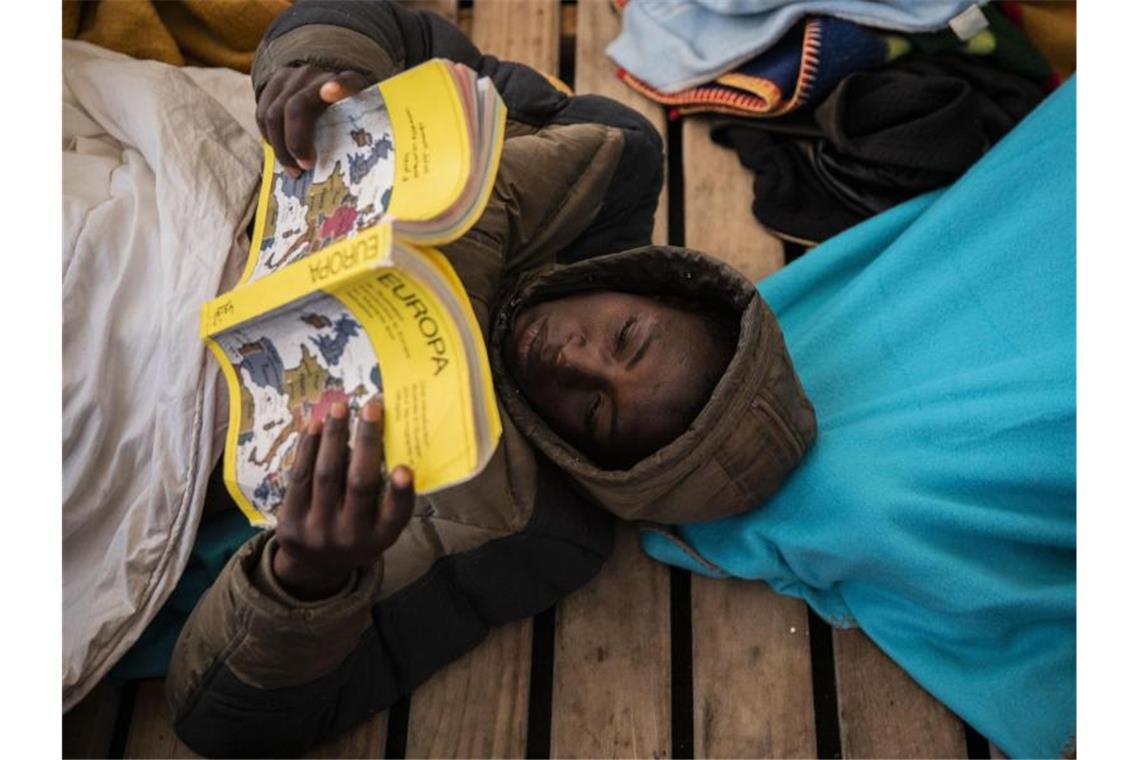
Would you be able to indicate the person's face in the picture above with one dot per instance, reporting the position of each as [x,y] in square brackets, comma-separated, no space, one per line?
[611,373]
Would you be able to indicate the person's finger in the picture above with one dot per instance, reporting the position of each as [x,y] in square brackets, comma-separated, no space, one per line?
[268,96]
[366,477]
[275,121]
[396,508]
[343,86]
[328,476]
[299,490]
[302,109]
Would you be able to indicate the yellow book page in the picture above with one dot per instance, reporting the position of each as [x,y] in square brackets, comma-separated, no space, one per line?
[432,146]
[322,270]
[423,367]
[481,360]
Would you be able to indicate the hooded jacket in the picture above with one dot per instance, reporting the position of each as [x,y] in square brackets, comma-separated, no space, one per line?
[257,671]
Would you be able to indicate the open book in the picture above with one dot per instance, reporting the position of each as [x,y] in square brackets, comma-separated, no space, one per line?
[343,299]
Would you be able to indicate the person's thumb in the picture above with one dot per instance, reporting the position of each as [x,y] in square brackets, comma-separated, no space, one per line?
[343,86]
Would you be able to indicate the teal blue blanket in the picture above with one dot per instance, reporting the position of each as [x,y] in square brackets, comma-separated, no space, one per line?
[937,509]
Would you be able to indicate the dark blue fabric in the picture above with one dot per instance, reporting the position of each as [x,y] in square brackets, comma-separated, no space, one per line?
[937,509]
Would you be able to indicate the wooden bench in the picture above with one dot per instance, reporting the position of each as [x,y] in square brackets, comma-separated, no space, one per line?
[645,661]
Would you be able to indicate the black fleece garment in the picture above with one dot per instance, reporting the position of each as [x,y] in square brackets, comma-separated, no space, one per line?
[881,137]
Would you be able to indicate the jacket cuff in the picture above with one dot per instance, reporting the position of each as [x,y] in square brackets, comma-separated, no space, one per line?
[330,47]
[266,581]
[288,642]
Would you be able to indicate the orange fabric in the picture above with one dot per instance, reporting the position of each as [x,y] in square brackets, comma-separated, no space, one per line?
[1052,29]
[200,32]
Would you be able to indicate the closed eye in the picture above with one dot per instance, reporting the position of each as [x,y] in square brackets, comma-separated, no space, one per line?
[623,336]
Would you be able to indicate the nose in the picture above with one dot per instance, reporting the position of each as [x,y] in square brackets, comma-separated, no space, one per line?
[579,366]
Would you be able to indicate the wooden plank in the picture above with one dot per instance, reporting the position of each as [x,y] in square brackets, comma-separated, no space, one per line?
[475,707]
[612,673]
[597,24]
[152,732]
[751,672]
[751,655]
[718,201]
[526,31]
[611,661]
[448,9]
[88,726]
[882,711]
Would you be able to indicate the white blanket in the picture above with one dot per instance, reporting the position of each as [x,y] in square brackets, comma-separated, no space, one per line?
[161,166]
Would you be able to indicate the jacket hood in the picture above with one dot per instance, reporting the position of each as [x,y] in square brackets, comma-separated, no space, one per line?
[750,434]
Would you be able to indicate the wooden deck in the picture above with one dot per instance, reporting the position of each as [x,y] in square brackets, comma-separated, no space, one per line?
[645,661]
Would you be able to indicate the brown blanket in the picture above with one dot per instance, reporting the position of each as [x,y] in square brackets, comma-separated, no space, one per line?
[195,32]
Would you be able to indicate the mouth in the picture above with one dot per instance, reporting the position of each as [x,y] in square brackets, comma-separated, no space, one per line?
[529,345]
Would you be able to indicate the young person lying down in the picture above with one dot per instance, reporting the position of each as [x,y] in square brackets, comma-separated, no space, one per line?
[635,381]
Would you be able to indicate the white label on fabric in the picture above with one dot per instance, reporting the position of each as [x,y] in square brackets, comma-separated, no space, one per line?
[968,23]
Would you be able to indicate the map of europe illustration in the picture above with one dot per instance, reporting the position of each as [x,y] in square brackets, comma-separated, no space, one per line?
[293,365]
[347,190]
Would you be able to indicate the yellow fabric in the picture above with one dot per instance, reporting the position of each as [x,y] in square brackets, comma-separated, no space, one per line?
[201,32]
[1052,29]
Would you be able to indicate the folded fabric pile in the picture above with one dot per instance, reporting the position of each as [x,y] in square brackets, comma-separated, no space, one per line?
[841,108]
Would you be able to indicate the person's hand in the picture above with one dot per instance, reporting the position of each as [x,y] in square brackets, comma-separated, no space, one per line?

● ● ● ●

Using the records above, output an exact copy without any pictures.

Would you be able to indicate the person's face in the picture above with one dot per instance, reporting the position of each as [x,y] in square brackets, comma-separated, no space, one per line?
[611,373]
Would you be able to indicate the person's finger in the picture above with one dot per instance, reporting the position of each as [x,y] in square brackets, comma-separated, no space, one per line?
[268,96]
[366,477]
[275,121]
[396,508]
[343,86]
[328,476]
[299,490]
[302,109]
Would you be able to indicate the yellow book page in the picture above with one dot per instance, reporting the position of each as [x,y] in square brackets, comma-separated, no space, one per line?
[432,146]
[322,270]
[423,367]
[481,360]
Would you be able to indicate the hooded jacket in the picture above with one dot per instance, reporting the position of each as [x,y] in square brackets, comma-separated, no space, one per line?
[257,671]
Would you be able to indicate the open book in the picture above with one dot per instance, reporting the position of each as [x,y] in square brackets, comma-separated, no space, one per line?
[343,299]
Would you be able to indicate the person's thumb in the picture above with one dot per instance, reporting the position of each as [x,y] in square brackets, comma-separated, no space, one per line?
[343,86]
Would you be able to indicate the teal blue blanket in the picture above with one dot per instance, reporting the position of each as [x,y] in square brackets, comma-separated, no space, one per line?
[937,509]
Would you be able to indicate the dark blue fabric in the picture above with one dot per instance, reporting the position of each as [x,y] in square brackets, comma-separated, no space, one per line?
[937,509]
Would you be able to indicate the wooden bench in the picture above with one dot per instance, reporting the position of each as [x,y] in square brackets, comma-separated, no space, one per line?
[645,661]
Would you be able to indicate the black fleece garment in the picture above with one dot per instance, reporting the position of each as [x,y] in square brackets, comma-separated, no space, one per line?
[881,137]
Would you be able to indicate the jacket cuff in the picture above with one dot per instance, reporting the position of each as [x,y] in square brackets, comma-separated, no space, one per line?
[330,47]
[266,581]
[288,642]
Would you be able to indicate the orange fabric in the picture above with one dot per instance, reporting the position of each as [x,y] in square brackets, comma-separated, no space, one per line?
[1052,29]
[200,32]
Would you be able to indicate the closed eye in the picture above with one dot per instance, reporting the position of each as [x,y] in square brackets, comma-separated, no space, one per line?
[623,336]
Would you be able to indicate the nose in the picture above with one dot per instance, reporting the position of each as [x,y] in square brackets, comma-separated, no space, one per line?
[579,366]
Would you be able to indicate the wooden plank in the picture above with one dot per instance, reporting the position of each as [x,y] in square brackets, comma-separated, no space, one per line?
[475,707]
[612,673]
[597,24]
[152,732]
[751,672]
[751,655]
[718,201]
[526,31]
[611,661]
[448,9]
[88,726]
[882,711]
Would you be able to indicate the white blanket in the picture above with one dot per instance, reporting the position of each as [x,y] in square brackets, comma-separated, no space, one per line?
[161,166]
Would you be able to indicate the jacket hood in the picture above with one dot per instance, reporting the position of each as [x,y] in square brackets, comma-separated, no space, one per line?
[750,434]
Would you be able to indicate the wooden deck in the picture above with one dot per instance, reporting the position of each as [x,y] in square brackets, comma-separated, no space, one per line?
[645,661]
Would you be able to indicate the brown blanket in the picture above with one dot per instance, reporting the position of each as [x,y] in square brackets, comma-separated, no space, one per line?
[195,32]
Would you be able to indicate the mouth in the picture above with one dot per instance, reporting the position of each as [x,y] in square brackets, comma-separated, no space, one per line?
[529,345]
Would you be able to indicate the young person lying down in the picture above with one dot per instance, reporting the position of each as [x,y] in square brackets, comma-separated, no space, one per line?
[635,381]
Would you be able to indicate the white label on fabric in the picture above with one dot per instance, reporting the position of each as [x,y] in square brackets, comma-separated, no space, one per line?
[968,23]
Would you be able to indicate the map of europe illustration in the picture above with one dot per instance, reporting the position of each as [x,y] in square brackets, comma-separated, no space, one per line?
[293,365]
[347,190]
Would you be able to indicate the yellow fabric in the picture above with one dot per instance, reporting the position of each as [x,y] in square brackets, comma-separated, no space, one per line?
[201,32]
[1052,29]
Would you be able to indicate the folded fabric pile in the picture above with one dot per instance, reporting the position of each as [x,y] in square brackets, comma-separated, no space, one per line?
[841,108]
Would you be able to indicate the person's hand in the picture above with one dot per instance, reporting the position of each as [x,y] in square brackets, comma-separated, no space, one per line?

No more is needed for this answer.